## What you have to do
Locate every line in the records below that contains the word "window" and reproduce each such line in full.

══ Data records

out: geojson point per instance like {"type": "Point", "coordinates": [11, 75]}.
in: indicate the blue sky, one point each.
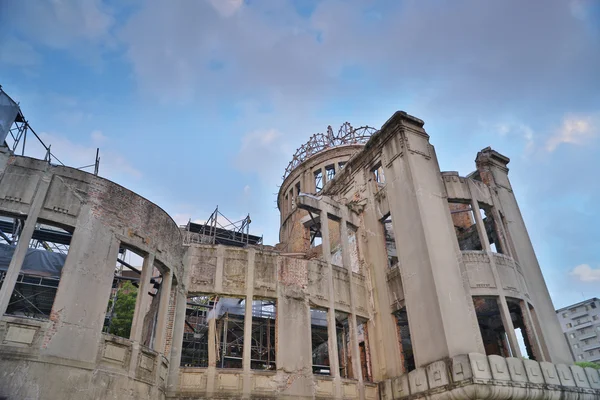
{"type": "Point", "coordinates": [199, 103]}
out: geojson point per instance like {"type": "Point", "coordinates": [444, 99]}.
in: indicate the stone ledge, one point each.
{"type": "Point", "coordinates": [476, 376]}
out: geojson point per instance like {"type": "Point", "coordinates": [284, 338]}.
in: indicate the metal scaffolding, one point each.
{"type": "Point", "coordinates": [319, 142]}
{"type": "Point", "coordinates": [14, 130]}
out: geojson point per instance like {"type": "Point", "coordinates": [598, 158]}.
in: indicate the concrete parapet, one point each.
{"type": "Point", "coordinates": [476, 376]}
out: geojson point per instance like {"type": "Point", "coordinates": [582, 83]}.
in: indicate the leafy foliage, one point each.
{"type": "Point", "coordinates": [123, 310]}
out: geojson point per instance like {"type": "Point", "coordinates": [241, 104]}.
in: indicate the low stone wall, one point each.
{"type": "Point", "coordinates": [476, 376]}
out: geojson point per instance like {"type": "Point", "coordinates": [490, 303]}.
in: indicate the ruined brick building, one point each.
{"type": "Point", "coordinates": [392, 280]}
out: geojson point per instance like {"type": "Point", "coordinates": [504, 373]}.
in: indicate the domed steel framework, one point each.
{"type": "Point", "coordinates": [320, 142]}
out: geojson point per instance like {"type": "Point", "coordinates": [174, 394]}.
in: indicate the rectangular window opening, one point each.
{"type": "Point", "coordinates": [330, 172]}
{"type": "Point", "coordinates": [230, 313]}
{"type": "Point", "coordinates": [353, 250]}
{"type": "Point", "coordinates": [404, 340]}
{"type": "Point", "coordinates": [194, 348]}
{"type": "Point", "coordinates": [491, 326]}
{"type": "Point", "coordinates": [262, 350]}
{"type": "Point", "coordinates": [378, 174]}
{"type": "Point", "coordinates": [318, 180]}
{"type": "Point", "coordinates": [37, 283]}
{"type": "Point", "coordinates": [390, 241]}
{"type": "Point", "coordinates": [465, 226]}
{"type": "Point", "coordinates": [335, 242]}
{"type": "Point", "coordinates": [363, 349]}
{"type": "Point", "coordinates": [491, 228]}
{"type": "Point", "coordinates": [125, 287]}
{"type": "Point", "coordinates": [319, 341]}
{"type": "Point", "coordinates": [342, 329]}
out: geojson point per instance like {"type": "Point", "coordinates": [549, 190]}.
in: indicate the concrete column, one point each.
{"type": "Point", "coordinates": [502, 305]}
{"type": "Point", "coordinates": [331, 331]}
{"type": "Point", "coordinates": [493, 170]}
{"type": "Point", "coordinates": [163, 312]}
{"type": "Point", "coordinates": [247, 384]}
{"type": "Point", "coordinates": [83, 292]}
{"type": "Point", "coordinates": [531, 332]}
{"type": "Point", "coordinates": [12, 273]}
{"type": "Point", "coordinates": [177, 340]}
{"type": "Point", "coordinates": [385, 352]}
{"type": "Point", "coordinates": [439, 308]}
{"type": "Point", "coordinates": [141, 302]}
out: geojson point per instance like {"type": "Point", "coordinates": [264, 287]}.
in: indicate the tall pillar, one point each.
{"type": "Point", "coordinates": [163, 312]}
{"type": "Point", "coordinates": [177, 339]}
{"type": "Point", "coordinates": [502, 305]}
{"type": "Point", "coordinates": [493, 170]}
{"type": "Point", "coordinates": [437, 303]}
{"type": "Point", "coordinates": [331, 331]}
{"type": "Point", "coordinates": [12, 273]}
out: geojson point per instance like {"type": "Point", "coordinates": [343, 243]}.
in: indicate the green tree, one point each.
{"type": "Point", "coordinates": [123, 311]}
{"type": "Point", "coordinates": [585, 364]}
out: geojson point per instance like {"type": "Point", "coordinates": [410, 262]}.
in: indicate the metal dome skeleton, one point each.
{"type": "Point", "coordinates": [320, 142]}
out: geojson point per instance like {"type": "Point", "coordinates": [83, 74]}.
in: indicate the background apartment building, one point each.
{"type": "Point", "coordinates": [581, 324]}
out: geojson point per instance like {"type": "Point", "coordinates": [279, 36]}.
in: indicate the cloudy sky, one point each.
{"type": "Point", "coordinates": [199, 103]}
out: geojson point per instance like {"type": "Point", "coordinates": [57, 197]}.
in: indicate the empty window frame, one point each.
{"type": "Point", "coordinates": [318, 180]}
{"type": "Point", "coordinates": [465, 226]}
{"type": "Point", "coordinates": [124, 293]}
{"type": "Point", "coordinates": [335, 241]}
{"type": "Point", "coordinates": [363, 349]}
{"type": "Point", "coordinates": [39, 276]}
{"type": "Point", "coordinates": [495, 339]}
{"type": "Point", "coordinates": [344, 344]}
{"type": "Point", "coordinates": [229, 313]}
{"type": "Point", "coordinates": [378, 176]}
{"type": "Point", "coordinates": [404, 340]}
{"type": "Point", "coordinates": [319, 342]}
{"type": "Point", "coordinates": [194, 348]}
{"type": "Point", "coordinates": [523, 331]}
{"type": "Point", "coordinates": [330, 172]}
{"type": "Point", "coordinates": [353, 250]}
{"type": "Point", "coordinates": [491, 228]}
{"type": "Point", "coordinates": [262, 350]}
{"type": "Point", "coordinates": [390, 241]}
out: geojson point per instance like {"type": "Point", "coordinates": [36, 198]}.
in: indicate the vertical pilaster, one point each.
{"type": "Point", "coordinates": [352, 320]}
{"type": "Point", "coordinates": [331, 331]}
{"type": "Point", "coordinates": [493, 171]}
{"type": "Point", "coordinates": [12, 273]}
{"type": "Point", "coordinates": [502, 305]}
{"type": "Point", "coordinates": [436, 301]}
{"type": "Point", "coordinates": [163, 312]}
{"type": "Point", "coordinates": [177, 339]}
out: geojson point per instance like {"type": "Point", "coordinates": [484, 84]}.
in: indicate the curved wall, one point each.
{"type": "Point", "coordinates": [291, 232]}
{"type": "Point", "coordinates": [103, 216]}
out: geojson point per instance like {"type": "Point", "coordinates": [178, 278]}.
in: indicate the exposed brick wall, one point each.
{"type": "Point", "coordinates": [170, 323]}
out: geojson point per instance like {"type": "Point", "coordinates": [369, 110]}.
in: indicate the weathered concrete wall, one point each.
{"type": "Point", "coordinates": [68, 356]}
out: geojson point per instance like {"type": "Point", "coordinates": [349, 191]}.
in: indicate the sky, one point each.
{"type": "Point", "coordinates": [195, 104]}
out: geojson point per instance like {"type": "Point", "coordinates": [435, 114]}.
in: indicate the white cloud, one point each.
{"type": "Point", "coordinates": [585, 273]}
{"type": "Point", "coordinates": [113, 165]}
{"type": "Point", "coordinates": [263, 152]}
{"type": "Point", "coordinates": [98, 137]}
{"type": "Point", "coordinates": [227, 7]}
{"type": "Point", "coordinates": [17, 52]}
{"type": "Point", "coordinates": [576, 130]}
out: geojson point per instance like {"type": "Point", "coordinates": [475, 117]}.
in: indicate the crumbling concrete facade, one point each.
{"type": "Point", "coordinates": [391, 280]}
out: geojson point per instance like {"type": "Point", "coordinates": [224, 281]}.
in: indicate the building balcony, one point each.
{"type": "Point", "coordinates": [582, 325]}
{"type": "Point", "coordinates": [578, 314]}
{"type": "Point", "coordinates": [591, 347]}
{"type": "Point", "coordinates": [588, 336]}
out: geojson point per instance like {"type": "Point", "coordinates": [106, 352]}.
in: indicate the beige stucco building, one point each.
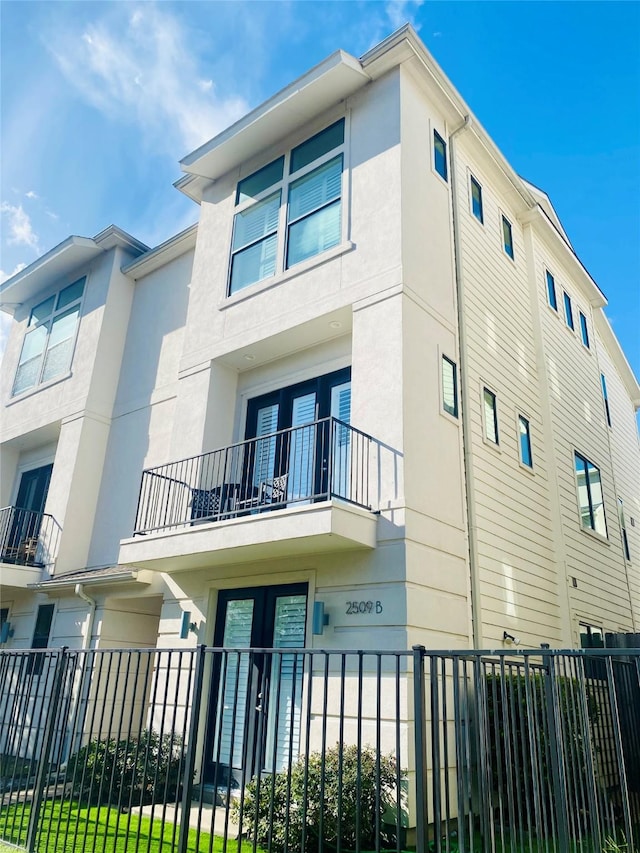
{"type": "Point", "coordinates": [373, 382]}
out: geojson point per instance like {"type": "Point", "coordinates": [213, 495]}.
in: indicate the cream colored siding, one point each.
{"type": "Point", "coordinates": [516, 566]}
{"type": "Point", "coordinates": [578, 424]}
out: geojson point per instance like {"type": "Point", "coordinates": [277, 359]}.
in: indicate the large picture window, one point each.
{"type": "Point", "coordinates": [289, 210]}
{"type": "Point", "coordinates": [47, 348]}
{"type": "Point", "coordinates": [590, 496]}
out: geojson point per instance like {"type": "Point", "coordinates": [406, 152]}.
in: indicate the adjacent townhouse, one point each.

════

## Worked solution
in: indicate the rectangular window opening, one point each.
in: indicate the empty window frame, one point each.
in: indicate the large picture window, one point each.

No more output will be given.